• [Problem set]
1. From the text on hiring and interviews, reproduce the passage from "Unstructured interviews are" up to and including "inclusion and equity.".
2. Answer these questions using the text on hiring and interviews:
(a) What three assessments do most team interviews attempt to cover?
(b) Which chapter of which book does the text cite for one of the best approaches to structured interviews?
(c) What kind of organisations commonly use unstructured interviews?
3. Pick up the text on hiring and interviews after its final sentence and continue writing it.

• [Text excerpt]
################

Delivering Results - it is ultimately about delivering results. Value. Do they focus on what matters? In their pursuit, do they strike a balance? Between pragmatism and idealism. Do they illustrate the aptitude to make informed trade-offs? Do they optimize for tight feedback loops?
Culture Add - borne of diversity in thought, gender, race and background. Given psychological safety, can they express themselves in a way that improves the team? Can they receive and provide feedback? Both positive and negative. Can they agree to disagree, and have the maturity and curiosity to iterate to learn more and improve the circumstances? Will they bring healthy team conflict? At a minimum, target a cultural fit, but ideally, seek more.
It is rare to find a candidate that checks all of the above. It takes years of learning and unlearning to get to a level that fulfils this criterion, and keeping a keen eye out for potential that can deliver on this, is important in building any team.
The Interview Process.
Most team interviews are usually three-part interviews that attempt to cover the following aspects:
Technical/Expertise Assessment - are they capable?
Cultural Assessment - will they fit with the existing bunch?
Bar-Raiser/Hiring Manager Assessment - are they the right candidate for the organisation?
There are two kinds of interview processes:
Unstructured - with this approach, trust is placed on the interviewers to know what to assess, and therein lies the incongruency of it. Each interviewer will have their criteria which are not necessarily aligned with those of other interviewers. It is susceptible to individual biases.
Structured - this approach provides a better platform for assessing candidates on an even playing field. It is the epitome of teamwork as well, as it seeks to bring alignment on what, why and how of identifying and getting the ideal candidate(s). An improvement on the unstructured approach, but also susceptible to in-group biases.
Structured interviews tend to yield better results, and are common with more established organisations. One of the best approaches to structured interviews is articulated in chapter 2 of the book Working Backwards: Insights, Stories, and Secrets from Inside Amazon.
Unstructured interviews are common with start-ups and tend to be more fluid and agile when it comes to meeting individuals where they are. Instead of "force feeding", an interview process on an individual, one has an opportunity to meet their candidate where they are and understand them as an individual. A recommended read for a great approach to interviewers that use this approach is Joel Sposky's guide.
Overcoming Unconscious Biases.
Both of the interview processes described above are susceptible to unconscious biases.
Is it possible to overcome unconscious biases? Paving the way for balanced teams in every sense of the word - diversity of thought, diversity of origin, diversity of colour, diversity of gender, inclusion and equity.

################

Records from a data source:
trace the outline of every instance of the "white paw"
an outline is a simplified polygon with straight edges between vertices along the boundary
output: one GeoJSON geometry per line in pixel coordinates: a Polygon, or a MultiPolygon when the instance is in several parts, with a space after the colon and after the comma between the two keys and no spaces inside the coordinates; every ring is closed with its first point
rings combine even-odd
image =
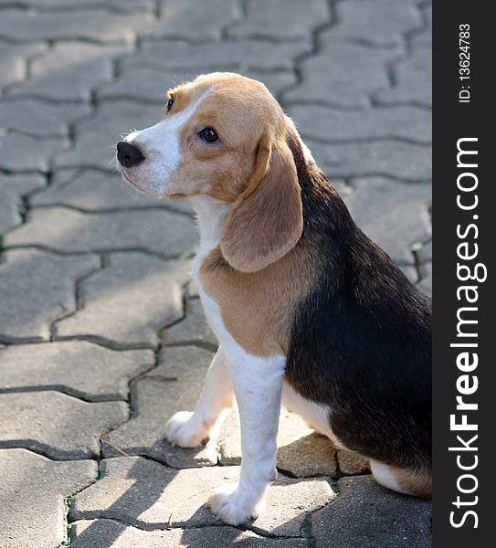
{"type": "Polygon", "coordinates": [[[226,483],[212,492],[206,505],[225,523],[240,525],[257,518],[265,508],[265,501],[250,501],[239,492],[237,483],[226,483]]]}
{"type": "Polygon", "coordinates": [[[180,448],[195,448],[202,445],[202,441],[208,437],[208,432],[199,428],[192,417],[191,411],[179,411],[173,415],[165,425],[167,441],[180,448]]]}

################

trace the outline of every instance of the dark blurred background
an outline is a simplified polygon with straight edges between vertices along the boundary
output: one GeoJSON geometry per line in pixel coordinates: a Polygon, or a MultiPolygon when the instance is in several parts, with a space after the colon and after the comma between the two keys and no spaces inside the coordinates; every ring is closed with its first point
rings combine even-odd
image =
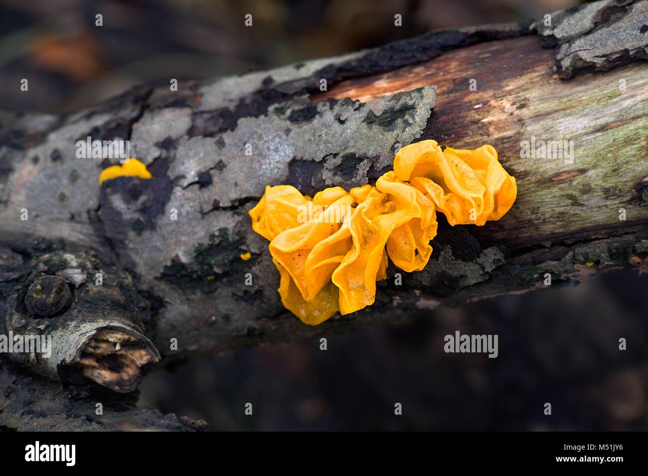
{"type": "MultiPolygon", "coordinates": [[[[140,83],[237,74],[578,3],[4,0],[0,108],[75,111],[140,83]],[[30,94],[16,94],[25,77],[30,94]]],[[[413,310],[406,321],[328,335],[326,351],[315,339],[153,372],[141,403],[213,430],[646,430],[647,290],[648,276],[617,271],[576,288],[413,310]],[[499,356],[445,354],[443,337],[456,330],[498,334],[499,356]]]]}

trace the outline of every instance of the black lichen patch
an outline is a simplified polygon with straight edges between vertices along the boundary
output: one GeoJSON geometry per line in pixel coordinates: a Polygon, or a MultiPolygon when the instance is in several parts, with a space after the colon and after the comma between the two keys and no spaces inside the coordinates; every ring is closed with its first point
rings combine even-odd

################

• [Response list]
1.
Unstructured interviews are common with start-ups and tend to be more fluid and agile when it comes to meeting individuals where they are. Instead of "force feeding", an interview process on an individual, one has an opportunity to meet their candidate where they are and understand them as an individual. A recommended read for a great approach to interviewers that use this approach is Joel Sposky's guide.
Overcoming Unconscious Biases.
Both of the interview processes described above are susceptible to unconscious biases.
Is it possible to overcome unconscious biases? Paving the way for balanced teams in every sense of the word - diversity of thought, diversity of origin, diversity of colour, diversity of gender, inclusion and equity.

2.
(a) Technical/Expertise Assessment, Cultural Assessment, and Bar-Raiser/Hiring Manager Assessment.
(b) Chapter 2 of Working Backwards: Insights, Stories, and Secrets from Inside Amazon.
(c) Start-ups.

3.
At the end of the day, we have to aspire to eliminate unconscious bias. It is, unfortunately, one of those things in life we succumb to. We are social beings, and we crave belonging, and nothing stops us from connecting with those from different backgrounds, races and gender. It however takes effort to get there. Cognitive effort.
What if we choose to be inclusive from day one, from the ground up, from the roots? How do we focus on talent, over-familiarity?
The perils of groupthink and/or echo chambers are well-documented, so I will skip straight to my point. To hire for balanced teams, and ultimately for diversity, we need to be intentional about:
What do we wish to build? A balanced team.
Who fits the criteria? Competent people.
How do we find them? By being intentional.
Implications of being Intentional.
Of course, there are implications to being intentional with how you recruit for balanced teams.
It takes longer to recruit. If you choose to not settle, and stay true to your needs, you will find it takes longer to recruit, but I promise you, it's worth the wait.
You might need to rethink what success looks like. Do Software Engineers really need to be good at Mathematics? Or have a Degree? Are all the best lawyers from Havard?
Continuously consider non-traditional candidates. Eventually, you will get into a state of flow where you are recruiting the same kind of candidates. Be wary to break this cycle, as it means you are becoming homogenous. Confusing? Put differently, occasionally break tradition.
It is famed that blind auditions can turn the table and allow diversity where none existed before. There are interview processes that focus on predicting real-world job performance. These tend to take the form of personality & value tests - psychometric tests.
They also tend to be expensive. But still worth the consideration if they deliver on balanced teams.
On Balanced Teams.
Focus on competency.
People make it happen. Strategies and visions are driven by people. So focus on getting the right people onboard. The right people tend to be competent, and they come in all shapes, sizes and colours.
Be intentional in your aspirations to get the right people to build balanced teams.